> **What is being asked**
From top to bottom, return the records that follow exactly.
::: Information given
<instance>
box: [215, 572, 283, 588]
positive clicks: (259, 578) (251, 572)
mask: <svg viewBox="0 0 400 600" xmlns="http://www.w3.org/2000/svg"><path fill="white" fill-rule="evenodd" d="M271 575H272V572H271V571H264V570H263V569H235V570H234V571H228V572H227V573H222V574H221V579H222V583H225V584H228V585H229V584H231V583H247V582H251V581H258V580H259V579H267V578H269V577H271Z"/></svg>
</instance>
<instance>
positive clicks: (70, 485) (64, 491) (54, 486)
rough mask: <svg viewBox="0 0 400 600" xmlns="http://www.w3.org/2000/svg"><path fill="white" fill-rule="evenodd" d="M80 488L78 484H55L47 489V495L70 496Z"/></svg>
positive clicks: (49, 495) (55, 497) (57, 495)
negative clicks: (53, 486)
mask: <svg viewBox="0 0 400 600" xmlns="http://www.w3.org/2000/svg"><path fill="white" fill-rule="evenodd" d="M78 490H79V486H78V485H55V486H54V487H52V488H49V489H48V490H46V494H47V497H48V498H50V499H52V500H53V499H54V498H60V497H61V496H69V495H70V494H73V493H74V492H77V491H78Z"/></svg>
::::::
> **Expected answer**
<instance>
box: [215, 572, 283, 588]
positive clicks: (259, 578) (251, 572)
mask: <svg viewBox="0 0 400 600" xmlns="http://www.w3.org/2000/svg"><path fill="white" fill-rule="evenodd" d="M271 575H272V572H271V571H264V570H263V569H235V570H234V571H228V572H227V573H222V574H221V579H222V583H225V584H228V585H229V584H231V583H247V582H251V581H258V580H259V579H267V578H269V577H271Z"/></svg>
</instance>
<instance>
positive clicks: (70, 485) (64, 491) (54, 486)
rough mask: <svg viewBox="0 0 400 600" xmlns="http://www.w3.org/2000/svg"><path fill="white" fill-rule="evenodd" d="M80 488L78 484H55L47 489V495L70 496Z"/></svg>
positive clicks: (49, 495) (55, 497) (57, 495)
negative clicks: (53, 486)
mask: <svg viewBox="0 0 400 600" xmlns="http://www.w3.org/2000/svg"><path fill="white" fill-rule="evenodd" d="M78 490H79V486H78V485H55V486H54V487H52V488H49V489H48V490H46V494H47V497H48V498H50V499H52V500H53V499H54V498H60V497H61V496H69V495H70V494H73V493H74V492H77V491H78Z"/></svg>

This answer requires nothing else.